━━━ Data records

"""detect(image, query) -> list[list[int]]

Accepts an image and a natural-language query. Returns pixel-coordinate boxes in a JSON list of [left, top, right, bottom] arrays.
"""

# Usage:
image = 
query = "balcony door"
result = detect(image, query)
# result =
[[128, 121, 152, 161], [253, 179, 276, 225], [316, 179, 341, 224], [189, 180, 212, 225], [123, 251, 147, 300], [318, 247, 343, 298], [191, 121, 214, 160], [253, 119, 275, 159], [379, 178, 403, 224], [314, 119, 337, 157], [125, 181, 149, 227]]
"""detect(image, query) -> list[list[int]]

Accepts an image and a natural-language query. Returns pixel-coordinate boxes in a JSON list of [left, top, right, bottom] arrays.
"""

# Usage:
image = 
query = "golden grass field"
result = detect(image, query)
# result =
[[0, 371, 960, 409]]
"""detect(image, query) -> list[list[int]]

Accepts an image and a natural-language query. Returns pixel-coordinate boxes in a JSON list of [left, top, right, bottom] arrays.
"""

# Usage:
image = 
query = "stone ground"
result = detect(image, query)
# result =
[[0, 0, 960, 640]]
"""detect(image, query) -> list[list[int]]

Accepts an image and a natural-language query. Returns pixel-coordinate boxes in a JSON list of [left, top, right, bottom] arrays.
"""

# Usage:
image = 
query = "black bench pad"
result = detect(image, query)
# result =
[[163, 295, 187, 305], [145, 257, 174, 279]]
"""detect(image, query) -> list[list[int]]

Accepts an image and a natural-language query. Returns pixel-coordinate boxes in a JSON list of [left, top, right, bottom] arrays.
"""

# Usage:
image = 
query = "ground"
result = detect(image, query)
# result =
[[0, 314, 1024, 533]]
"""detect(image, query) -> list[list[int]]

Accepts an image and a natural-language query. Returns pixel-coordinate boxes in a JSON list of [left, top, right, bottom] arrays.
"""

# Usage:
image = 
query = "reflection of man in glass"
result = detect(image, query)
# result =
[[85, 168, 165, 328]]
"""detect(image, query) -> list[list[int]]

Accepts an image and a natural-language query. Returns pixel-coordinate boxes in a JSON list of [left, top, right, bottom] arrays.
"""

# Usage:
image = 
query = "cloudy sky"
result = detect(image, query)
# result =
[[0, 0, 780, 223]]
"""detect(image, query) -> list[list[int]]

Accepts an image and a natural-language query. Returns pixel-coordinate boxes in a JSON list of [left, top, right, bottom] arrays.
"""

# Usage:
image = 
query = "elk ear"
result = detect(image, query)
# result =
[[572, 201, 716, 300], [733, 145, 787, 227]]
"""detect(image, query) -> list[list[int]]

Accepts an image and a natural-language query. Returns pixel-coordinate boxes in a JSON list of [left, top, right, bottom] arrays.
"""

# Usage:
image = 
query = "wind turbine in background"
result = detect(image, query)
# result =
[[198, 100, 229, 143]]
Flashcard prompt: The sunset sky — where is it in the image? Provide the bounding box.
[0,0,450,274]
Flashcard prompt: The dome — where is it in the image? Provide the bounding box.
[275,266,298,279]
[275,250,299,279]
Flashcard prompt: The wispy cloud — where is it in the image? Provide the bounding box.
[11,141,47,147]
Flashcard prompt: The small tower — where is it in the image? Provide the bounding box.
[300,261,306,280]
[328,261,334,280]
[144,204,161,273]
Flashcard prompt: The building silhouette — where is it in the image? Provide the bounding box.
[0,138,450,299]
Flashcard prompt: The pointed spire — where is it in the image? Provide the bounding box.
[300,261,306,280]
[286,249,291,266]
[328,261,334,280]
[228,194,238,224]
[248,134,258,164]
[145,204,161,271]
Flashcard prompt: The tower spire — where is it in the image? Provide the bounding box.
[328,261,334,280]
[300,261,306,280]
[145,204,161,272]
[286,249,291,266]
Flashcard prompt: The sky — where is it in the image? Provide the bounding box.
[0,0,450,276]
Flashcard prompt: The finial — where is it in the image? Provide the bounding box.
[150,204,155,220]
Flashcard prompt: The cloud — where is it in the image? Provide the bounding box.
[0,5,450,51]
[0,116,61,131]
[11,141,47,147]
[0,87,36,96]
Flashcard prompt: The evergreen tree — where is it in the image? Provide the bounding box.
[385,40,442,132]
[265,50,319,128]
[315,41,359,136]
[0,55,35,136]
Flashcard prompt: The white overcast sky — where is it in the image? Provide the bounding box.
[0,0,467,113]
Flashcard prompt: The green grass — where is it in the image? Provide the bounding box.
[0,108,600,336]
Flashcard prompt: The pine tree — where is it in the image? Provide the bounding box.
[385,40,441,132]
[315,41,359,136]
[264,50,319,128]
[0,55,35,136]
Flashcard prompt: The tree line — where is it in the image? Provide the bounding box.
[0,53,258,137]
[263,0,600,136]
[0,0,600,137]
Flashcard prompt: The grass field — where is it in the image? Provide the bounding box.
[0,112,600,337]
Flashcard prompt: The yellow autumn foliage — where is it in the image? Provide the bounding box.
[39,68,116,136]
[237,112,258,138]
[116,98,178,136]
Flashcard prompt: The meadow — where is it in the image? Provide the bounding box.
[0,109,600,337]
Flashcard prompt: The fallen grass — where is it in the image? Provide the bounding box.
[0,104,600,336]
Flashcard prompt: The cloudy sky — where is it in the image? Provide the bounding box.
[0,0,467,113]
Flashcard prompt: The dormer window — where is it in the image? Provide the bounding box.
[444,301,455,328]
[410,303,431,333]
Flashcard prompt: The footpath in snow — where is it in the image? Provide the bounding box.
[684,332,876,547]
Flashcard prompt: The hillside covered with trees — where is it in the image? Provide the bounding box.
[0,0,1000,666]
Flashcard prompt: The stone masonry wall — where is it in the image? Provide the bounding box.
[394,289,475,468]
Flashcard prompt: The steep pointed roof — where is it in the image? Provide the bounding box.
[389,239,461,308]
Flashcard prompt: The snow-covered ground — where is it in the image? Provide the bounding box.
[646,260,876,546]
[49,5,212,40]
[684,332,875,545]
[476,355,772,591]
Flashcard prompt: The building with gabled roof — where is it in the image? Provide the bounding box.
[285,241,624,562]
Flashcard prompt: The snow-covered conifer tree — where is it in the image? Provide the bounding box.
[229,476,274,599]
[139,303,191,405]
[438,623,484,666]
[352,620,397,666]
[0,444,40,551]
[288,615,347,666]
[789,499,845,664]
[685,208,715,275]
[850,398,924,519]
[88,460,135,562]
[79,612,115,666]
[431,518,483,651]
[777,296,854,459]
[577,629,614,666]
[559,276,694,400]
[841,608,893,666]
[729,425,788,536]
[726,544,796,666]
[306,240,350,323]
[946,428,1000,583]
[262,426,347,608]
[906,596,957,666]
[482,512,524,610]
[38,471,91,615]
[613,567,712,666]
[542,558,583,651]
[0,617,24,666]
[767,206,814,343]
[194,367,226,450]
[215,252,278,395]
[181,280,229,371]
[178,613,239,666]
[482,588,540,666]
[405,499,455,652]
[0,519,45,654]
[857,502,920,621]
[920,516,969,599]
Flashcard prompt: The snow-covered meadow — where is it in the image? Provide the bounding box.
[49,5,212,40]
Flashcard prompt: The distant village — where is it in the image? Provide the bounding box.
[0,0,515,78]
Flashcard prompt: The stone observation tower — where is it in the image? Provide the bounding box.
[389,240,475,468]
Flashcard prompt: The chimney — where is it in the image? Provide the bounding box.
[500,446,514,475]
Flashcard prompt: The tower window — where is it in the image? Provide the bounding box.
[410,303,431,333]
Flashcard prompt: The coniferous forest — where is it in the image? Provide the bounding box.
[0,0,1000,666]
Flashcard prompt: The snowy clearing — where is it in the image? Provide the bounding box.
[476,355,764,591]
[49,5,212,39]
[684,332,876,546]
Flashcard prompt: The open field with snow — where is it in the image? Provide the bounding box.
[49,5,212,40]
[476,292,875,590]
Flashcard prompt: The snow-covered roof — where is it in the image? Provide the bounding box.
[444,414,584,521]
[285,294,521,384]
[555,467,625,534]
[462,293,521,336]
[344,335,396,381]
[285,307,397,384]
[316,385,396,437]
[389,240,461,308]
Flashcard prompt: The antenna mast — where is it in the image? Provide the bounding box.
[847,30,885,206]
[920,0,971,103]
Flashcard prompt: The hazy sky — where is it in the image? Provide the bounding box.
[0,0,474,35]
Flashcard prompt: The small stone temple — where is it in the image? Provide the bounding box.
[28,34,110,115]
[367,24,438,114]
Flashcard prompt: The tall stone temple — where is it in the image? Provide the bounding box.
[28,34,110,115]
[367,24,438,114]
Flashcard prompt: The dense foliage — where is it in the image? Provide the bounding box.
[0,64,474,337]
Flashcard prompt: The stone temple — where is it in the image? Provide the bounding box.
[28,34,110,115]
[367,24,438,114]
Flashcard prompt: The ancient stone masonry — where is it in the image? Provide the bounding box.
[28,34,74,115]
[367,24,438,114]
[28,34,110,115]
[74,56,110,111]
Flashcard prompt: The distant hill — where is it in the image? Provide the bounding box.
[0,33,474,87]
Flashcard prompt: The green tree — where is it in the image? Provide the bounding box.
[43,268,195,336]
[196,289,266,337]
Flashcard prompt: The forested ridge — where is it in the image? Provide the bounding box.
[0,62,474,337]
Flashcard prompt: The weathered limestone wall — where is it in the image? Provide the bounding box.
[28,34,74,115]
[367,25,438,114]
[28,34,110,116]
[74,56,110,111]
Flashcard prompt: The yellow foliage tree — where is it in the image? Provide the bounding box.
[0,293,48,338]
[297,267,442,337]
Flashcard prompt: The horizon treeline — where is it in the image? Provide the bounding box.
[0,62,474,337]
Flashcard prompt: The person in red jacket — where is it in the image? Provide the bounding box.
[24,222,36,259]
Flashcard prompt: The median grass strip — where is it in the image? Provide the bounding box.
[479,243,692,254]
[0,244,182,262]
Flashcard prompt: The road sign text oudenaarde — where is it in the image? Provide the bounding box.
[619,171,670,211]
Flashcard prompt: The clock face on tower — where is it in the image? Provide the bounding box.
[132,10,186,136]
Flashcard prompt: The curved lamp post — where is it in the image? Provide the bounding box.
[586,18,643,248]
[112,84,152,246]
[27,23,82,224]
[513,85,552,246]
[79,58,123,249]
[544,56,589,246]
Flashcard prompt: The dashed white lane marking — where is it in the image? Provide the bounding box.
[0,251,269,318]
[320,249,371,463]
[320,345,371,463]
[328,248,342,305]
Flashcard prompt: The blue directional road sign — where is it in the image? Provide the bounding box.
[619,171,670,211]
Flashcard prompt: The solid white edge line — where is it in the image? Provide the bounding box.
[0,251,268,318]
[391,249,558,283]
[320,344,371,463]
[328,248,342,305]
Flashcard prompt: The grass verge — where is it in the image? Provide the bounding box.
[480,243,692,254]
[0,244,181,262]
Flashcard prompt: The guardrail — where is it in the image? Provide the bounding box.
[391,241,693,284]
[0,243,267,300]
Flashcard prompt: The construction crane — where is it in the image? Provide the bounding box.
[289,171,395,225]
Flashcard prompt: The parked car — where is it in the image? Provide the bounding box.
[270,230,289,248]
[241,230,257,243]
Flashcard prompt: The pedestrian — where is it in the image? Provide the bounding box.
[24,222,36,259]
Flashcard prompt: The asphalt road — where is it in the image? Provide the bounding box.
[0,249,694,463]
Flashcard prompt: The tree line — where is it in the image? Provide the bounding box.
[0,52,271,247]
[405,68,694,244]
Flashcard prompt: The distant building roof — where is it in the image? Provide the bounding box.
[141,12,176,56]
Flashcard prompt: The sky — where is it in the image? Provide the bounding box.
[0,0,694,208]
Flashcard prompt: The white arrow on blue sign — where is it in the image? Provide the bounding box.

━━━━━━

**Aim of the exercise**
Write out everything in the items from the line containing "Flashcard prompt: The fallen" down to the line containing "[500,446,514,475]", with both of those lines included.

**Full solution**
Flashcard prompt: The fallen grass — where is it in the image? Provide the bounding box.
[0,104,600,336]
Flashcard prompt: The cloudy sky — where is it in the image? Provide the bounding box.
[0,0,467,113]
Flashcard prompt: The dormer window — where is it in the image? Provide the bounding box.
[444,301,455,328]
[410,303,431,333]
Flashcard prompt: The footpath in snow — where is it in the image? Provide the bounding box.
[684,332,876,547]
Flashcard prompt: The hillside covered with trees — where is it in the image? Provide the bounding box.
[0,0,1000,666]
Flashcard prompt: The stone masonry wall — where is it in the image? Provide the bounding box.
[394,289,475,468]
Flashcard prompt: The steep pointed roof — where is it in the image? Provide the bounding box.
[389,239,461,308]
Flashcard prompt: The snow-covered ground — where is it in the image? Provide the bounding box.
[646,260,876,546]
[49,5,212,40]
[684,332,875,545]
[476,355,772,591]
Flashcard prompt: The building with gabled roof — where is it in the image? Provide the bounding box.
[285,241,624,562]
Flashcard prompt: The snow-covered conifer tree — where is it in the image? Provide the bounding box.
[229,476,274,599]
[139,303,191,405]
[438,623,484,666]
[352,620,397,666]
[0,444,40,551]
[288,615,347,666]
[789,499,845,664]
[685,208,715,275]
[850,398,924,519]
[88,460,135,562]
[79,612,115,666]
[431,518,483,651]
[777,296,854,459]
[577,629,614,666]
[559,276,694,400]
[841,608,893,666]
[729,425,788,536]
[726,544,796,666]
[306,240,350,323]
[946,428,1000,583]
[262,426,347,608]
[906,596,957,666]
[482,512,524,610]
[38,471,91,615]
[613,567,712,666]
[542,558,583,651]
[0,617,24,666]
[767,206,814,343]
[194,367,226,450]
[215,252,278,395]
[181,280,229,371]
[178,613,239,666]
[482,588,540,666]
[405,499,455,652]
[0,519,45,654]
[857,502,920,621]
[920,516,969,599]
Flashcard prompt: The snow-covered meadow — where is it in the image? Provide the bounding box.
[49,5,212,40]
Flashcard prompt: The distant village — where is it in the image? Provide the bounding box.
[0,0,515,78]
Flashcard prompt: The stone observation tower — where is it in the image? Provide the bounding box.
[389,240,475,468]
Flashcard prompt: The chimney — where is it in the image? Provide the bounding box.
[500,446,514,475]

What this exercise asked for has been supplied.